- [OBJECTIVE]: Rewrite the items starting with the line that contains "Please provide the mask of every instance of the nostril." and going on through the line that contains "193), (119, 193)]", swapping "nostril" for "nose opening" and keeping everything else unchanged. Leave the picture out of your answer.
━━━
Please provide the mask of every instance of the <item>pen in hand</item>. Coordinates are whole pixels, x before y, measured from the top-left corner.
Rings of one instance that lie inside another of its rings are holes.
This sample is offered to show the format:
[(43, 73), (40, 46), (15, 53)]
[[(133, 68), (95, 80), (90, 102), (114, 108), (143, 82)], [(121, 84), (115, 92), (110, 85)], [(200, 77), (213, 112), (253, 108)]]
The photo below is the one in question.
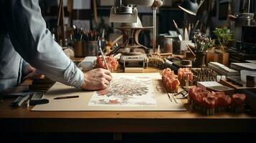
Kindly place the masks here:
[(58, 97), (54, 98), (54, 99), (70, 99), (70, 98), (78, 98), (78, 95), (75, 95), (75, 96), (68, 96), (68, 97)]

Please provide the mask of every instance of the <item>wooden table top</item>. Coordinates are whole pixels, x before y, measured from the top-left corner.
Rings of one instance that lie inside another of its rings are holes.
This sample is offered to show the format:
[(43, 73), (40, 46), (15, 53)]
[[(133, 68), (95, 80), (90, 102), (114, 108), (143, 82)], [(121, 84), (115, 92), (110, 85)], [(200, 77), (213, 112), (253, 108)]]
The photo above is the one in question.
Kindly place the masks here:
[[(145, 72), (160, 70), (148, 68)], [(32, 112), (32, 107), (11, 107), (13, 98), (0, 99), (0, 132), (256, 132), (256, 116), (247, 114)], [(186, 99), (183, 102), (186, 103)]]

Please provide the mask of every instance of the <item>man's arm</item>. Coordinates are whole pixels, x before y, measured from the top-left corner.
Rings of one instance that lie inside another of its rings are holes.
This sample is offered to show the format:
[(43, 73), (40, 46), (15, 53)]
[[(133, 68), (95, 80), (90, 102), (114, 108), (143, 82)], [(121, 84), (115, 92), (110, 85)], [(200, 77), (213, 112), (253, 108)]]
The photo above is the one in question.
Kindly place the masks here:
[(38, 1), (10, 0), (6, 26), (15, 50), (49, 78), (80, 87), (84, 74), (64, 54), (46, 28)]

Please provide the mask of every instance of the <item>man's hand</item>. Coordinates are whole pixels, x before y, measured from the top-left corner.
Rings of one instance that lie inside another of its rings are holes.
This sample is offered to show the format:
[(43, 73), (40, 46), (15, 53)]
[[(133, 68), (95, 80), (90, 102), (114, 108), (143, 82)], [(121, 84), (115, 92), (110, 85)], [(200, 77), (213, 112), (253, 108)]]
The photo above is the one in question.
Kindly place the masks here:
[(104, 69), (95, 69), (85, 73), (81, 88), (85, 90), (100, 90), (108, 87), (112, 79), (110, 72)]
[(33, 79), (33, 78), (44, 78), (44, 75), (39, 74), (37, 72), (37, 69), (30, 66), (30, 64), (27, 64), (26, 67), (22, 69), (23, 74), (25, 75), (23, 77), (22, 80), (25, 80), (27, 79)]

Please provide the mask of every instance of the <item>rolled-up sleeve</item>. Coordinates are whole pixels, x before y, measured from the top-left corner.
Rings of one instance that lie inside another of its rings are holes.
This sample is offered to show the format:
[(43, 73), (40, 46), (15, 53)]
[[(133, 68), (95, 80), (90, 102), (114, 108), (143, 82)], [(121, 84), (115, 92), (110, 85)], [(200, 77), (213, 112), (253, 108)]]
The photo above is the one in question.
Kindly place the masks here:
[(54, 41), (37, 0), (9, 1), (9, 34), (15, 50), (52, 80), (80, 87), (83, 73)]

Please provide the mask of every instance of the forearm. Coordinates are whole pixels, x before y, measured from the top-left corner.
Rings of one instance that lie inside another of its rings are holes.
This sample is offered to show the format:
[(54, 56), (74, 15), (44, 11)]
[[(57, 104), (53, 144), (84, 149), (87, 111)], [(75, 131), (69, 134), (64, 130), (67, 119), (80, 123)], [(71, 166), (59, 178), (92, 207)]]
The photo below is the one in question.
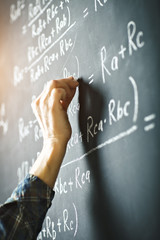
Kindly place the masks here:
[(45, 144), (39, 157), (32, 166), (30, 174), (39, 177), (53, 188), (66, 151), (66, 143), (56, 141)]

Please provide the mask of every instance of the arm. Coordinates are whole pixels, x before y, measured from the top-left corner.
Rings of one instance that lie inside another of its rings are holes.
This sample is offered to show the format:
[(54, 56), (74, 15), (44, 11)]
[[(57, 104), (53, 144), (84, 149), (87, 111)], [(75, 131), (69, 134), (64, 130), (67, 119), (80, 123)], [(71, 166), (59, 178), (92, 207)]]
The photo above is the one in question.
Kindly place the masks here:
[(74, 78), (50, 81), (32, 103), (33, 111), (43, 132), (43, 150), (30, 170), (53, 188), (67, 142), (71, 136), (67, 108), (74, 97), (78, 82)]
[(31, 240), (40, 232), (71, 136), (67, 108), (77, 86), (72, 77), (50, 81), (32, 103), (43, 132), (43, 149), (30, 174), (0, 207), (0, 239)]

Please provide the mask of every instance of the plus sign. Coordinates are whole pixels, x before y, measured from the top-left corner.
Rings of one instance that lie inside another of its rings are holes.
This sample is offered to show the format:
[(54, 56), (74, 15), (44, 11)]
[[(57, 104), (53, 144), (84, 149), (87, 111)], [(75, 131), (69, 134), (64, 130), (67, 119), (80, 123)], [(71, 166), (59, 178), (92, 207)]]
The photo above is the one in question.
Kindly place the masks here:
[(61, 225), (61, 220), (58, 218), (57, 227), (59, 232), (61, 232)]
[(126, 51), (126, 48), (123, 45), (121, 45), (121, 50), (119, 51), (118, 54), (121, 55), (122, 59), (125, 58), (125, 55), (124, 55), (125, 51)]
[(54, 38), (54, 34), (55, 34), (55, 30), (54, 30), (54, 28), (52, 28), (51, 35), (53, 38)]
[(42, 233), (43, 233), (43, 237), (45, 237), (46, 236), (46, 229), (45, 228), (43, 228)]
[(43, 20), (43, 28), (45, 29), (46, 28), (46, 21)]
[(60, 2), (60, 5), (59, 5), (59, 7), (61, 8), (61, 9), (63, 9), (63, 4), (64, 4), (64, 2)]
[(70, 190), (72, 191), (73, 181), (72, 181), (71, 178), (70, 178), (70, 180), (69, 180), (69, 182), (68, 182), (68, 185), (70, 186)]

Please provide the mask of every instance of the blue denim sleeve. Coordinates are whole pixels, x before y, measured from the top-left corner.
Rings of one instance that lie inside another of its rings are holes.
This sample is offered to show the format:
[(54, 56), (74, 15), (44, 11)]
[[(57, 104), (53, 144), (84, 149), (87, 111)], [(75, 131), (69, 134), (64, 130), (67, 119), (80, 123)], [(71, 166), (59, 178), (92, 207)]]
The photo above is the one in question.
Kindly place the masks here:
[(49, 186), (28, 174), (0, 207), (0, 239), (35, 240), (53, 197)]

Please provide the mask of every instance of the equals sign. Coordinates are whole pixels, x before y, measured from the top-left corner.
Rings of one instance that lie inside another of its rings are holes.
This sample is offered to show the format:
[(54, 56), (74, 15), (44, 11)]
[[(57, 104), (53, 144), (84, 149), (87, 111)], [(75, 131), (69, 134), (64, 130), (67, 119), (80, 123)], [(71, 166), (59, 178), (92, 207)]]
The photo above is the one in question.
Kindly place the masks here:
[[(151, 115), (146, 116), (144, 118), (144, 121), (146, 123), (148, 123), (148, 122), (153, 121), (155, 118), (156, 118), (156, 115), (155, 114), (151, 114)], [(148, 131), (152, 130), (153, 128), (155, 128), (155, 123), (152, 122), (152, 123), (149, 123), (148, 125), (146, 125), (144, 127), (144, 131), (148, 132)]]
[(88, 78), (88, 79), (90, 80), (90, 81), (89, 81), (89, 84), (93, 83), (93, 81), (94, 81), (94, 78), (93, 78), (93, 77), (94, 77), (94, 74), (92, 74), (91, 76), (89, 76), (89, 78)]
[(88, 8), (84, 9), (83, 14), (84, 14), (83, 17), (86, 18), (88, 15)]

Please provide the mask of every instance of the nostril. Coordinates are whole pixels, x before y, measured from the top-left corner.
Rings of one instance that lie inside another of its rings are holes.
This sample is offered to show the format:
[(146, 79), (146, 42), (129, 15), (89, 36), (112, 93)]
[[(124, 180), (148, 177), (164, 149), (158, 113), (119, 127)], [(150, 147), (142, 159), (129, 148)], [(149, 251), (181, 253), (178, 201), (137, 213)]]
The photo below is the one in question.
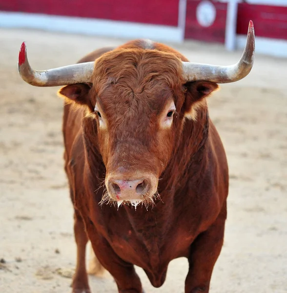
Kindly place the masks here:
[(138, 193), (141, 193), (144, 190), (146, 186), (145, 181), (144, 180), (141, 183), (138, 184), (136, 188), (136, 191)]
[(121, 192), (121, 188), (116, 183), (112, 183), (112, 186), (116, 193), (119, 193)]

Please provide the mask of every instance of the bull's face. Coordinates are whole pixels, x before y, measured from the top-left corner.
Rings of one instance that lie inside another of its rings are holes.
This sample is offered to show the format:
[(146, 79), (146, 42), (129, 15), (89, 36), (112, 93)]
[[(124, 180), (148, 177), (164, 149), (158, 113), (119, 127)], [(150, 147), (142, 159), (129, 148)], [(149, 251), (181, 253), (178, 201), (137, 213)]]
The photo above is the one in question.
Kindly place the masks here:
[[(90, 90), (72, 85), (60, 93), (70, 96), (73, 87), (78, 89), (73, 94), (86, 92), (78, 102), (88, 105), (85, 135), (98, 145), (106, 167), (104, 199), (151, 202), (176, 151), (184, 118), (195, 118), (192, 104), (202, 104), (217, 86), (184, 85), (180, 60), (159, 51), (109, 52), (96, 64)], [(97, 133), (88, 130), (95, 123)]]
[[(205, 97), (217, 88), (213, 83), (232, 83), (249, 73), (254, 44), (250, 21), (244, 53), (232, 65), (189, 63), (169, 47), (138, 40), (95, 63), (39, 71), (30, 66), (23, 42), (18, 66), (31, 84), (69, 84), (59, 93), (86, 108), (86, 153), (102, 155), (107, 196), (120, 204), (136, 204), (152, 200), (172, 154), (184, 143), (181, 136), (184, 119), (195, 120), (196, 109), (206, 107)], [(93, 160), (88, 158), (88, 163), (89, 159)]]

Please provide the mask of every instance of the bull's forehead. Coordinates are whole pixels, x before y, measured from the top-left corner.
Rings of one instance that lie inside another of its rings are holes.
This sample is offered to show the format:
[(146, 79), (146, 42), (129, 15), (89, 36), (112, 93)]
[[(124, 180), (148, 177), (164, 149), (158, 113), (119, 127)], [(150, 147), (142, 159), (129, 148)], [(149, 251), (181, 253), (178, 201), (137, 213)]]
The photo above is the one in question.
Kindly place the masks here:
[(142, 85), (140, 80), (127, 80), (110, 84), (97, 95), (96, 103), (109, 116), (120, 114), (127, 118), (145, 115), (152, 119), (173, 101), (172, 91), (166, 84)]
[(181, 62), (172, 53), (156, 50), (115, 50), (96, 61), (92, 80), (98, 91), (111, 84), (139, 91), (158, 83), (173, 87), (182, 83)]

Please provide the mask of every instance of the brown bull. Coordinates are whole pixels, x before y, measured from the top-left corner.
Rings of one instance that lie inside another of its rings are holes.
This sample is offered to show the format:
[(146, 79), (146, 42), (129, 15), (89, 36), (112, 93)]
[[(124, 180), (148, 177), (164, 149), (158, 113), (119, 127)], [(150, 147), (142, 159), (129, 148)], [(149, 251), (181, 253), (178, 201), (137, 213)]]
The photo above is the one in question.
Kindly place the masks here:
[(206, 98), (217, 83), (246, 76), (254, 51), (251, 21), (241, 59), (229, 66), (190, 63), (169, 47), (137, 40), (37, 71), (23, 43), (23, 79), (68, 84), (59, 92), (67, 102), (64, 158), (78, 249), (73, 292), (90, 292), (88, 239), (119, 292), (143, 292), (134, 265), (159, 287), (170, 261), (183, 256), (189, 264), (185, 292), (208, 292), (223, 243), (228, 174)]

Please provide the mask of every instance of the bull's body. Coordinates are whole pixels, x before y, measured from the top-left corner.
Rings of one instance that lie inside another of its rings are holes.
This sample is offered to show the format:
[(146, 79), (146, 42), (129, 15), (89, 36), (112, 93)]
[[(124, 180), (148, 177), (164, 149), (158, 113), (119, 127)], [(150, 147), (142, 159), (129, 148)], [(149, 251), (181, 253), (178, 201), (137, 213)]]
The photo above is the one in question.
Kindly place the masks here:
[[(107, 50), (95, 51), (81, 62), (93, 61)], [(105, 168), (98, 148), (89, 148), (84, 117), (82, 108), (65, 105), (65, 170), (78, 246), (74, 292), (88, 291), (84, 262), (88, 239), (120, 292), (141, 293), (133, 265), (143, 268), (158, 287), (164, 281), (169, 262), (183, 256), (189, 263), (185, 292), (208, 292), (223, 243), (228, 175), (225, 151), (207, 107), (199, 111), (196, 120), (185, 120), (178, 146), (160, 176), (161, 199), (147, 210), (144, 206), (136, 210), (130, 206), (118, 209), (99, 205)]]

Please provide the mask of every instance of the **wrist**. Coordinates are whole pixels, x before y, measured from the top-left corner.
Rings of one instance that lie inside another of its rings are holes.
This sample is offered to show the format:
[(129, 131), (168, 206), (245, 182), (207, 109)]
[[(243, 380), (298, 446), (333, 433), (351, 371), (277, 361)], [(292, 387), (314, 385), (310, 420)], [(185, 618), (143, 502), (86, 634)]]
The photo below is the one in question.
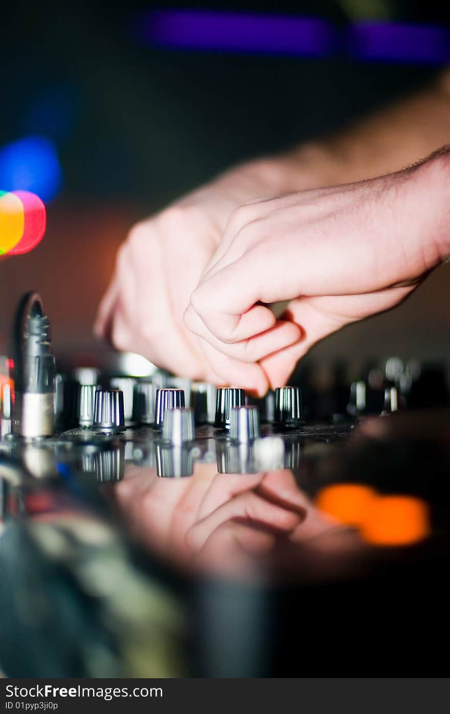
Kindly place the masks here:
[(450, 146), (407, 169), (424, 211), (423, 249), (434, 248), (436, 263), (450, 258)]

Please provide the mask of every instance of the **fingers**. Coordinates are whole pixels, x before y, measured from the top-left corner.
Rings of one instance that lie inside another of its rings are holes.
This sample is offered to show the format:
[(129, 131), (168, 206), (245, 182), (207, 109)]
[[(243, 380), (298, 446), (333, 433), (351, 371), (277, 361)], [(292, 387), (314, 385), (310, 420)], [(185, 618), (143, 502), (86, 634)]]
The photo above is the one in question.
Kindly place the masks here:
[(110, 326), (114, 311), (114, 306), (118, 296), (118, 283), (115, 276), (103, 295), (98, 309), (93, 331), (96, 337), (109, 338)]
[(271, 503), (253, 491), (247, 491), (224, 503), (193, 526), (186, 533), (186, 543), (191, 550), (200, 550), (210, 535), (228, 521), (243, 521), (269, 528), (276, 533), (285, 533), (293, 531), (302, 518), (302, 513)]
[(259, 364), (241, 362), (223, 354), (204, 340), (199, 340), (200, 346), (210, 365), (211, 372), (218, 376), (215, 383), (230, 384), (248, 392), (262, 396), (269, 388), (269, 382)]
━━━
- [TASK ANSWER]:
Please provide the mask of every instance of the nose opening. Coordinates are whole pixels, x before y, measured from the top-left corner.
Rings of one instance that lie inside another of its rings are holes.
This sample is offered to show the format:
[(146, 79), (146, 42), (129, 15), (89, 36), (112, 93)]
[[(124, 180), (148, 177), (164, 149), (158, 113), (119, 127)], [(150, 147), (142, 159), (129, 148)], [(149, 251), (181, 253), (178, 201), (137, 213)]]
The photo below is the one in question.
Kindly place the masks here:
[(138, 193), (141, 193), (144, 190), (146, 186), (145, 181), (144, 180), (141, 183), (138, 184), (136, 188), (136, 191)]
[(121, 192), (121, 188), (116, 183), (112, 183), (112, 186), (116, 193), (119, 193)]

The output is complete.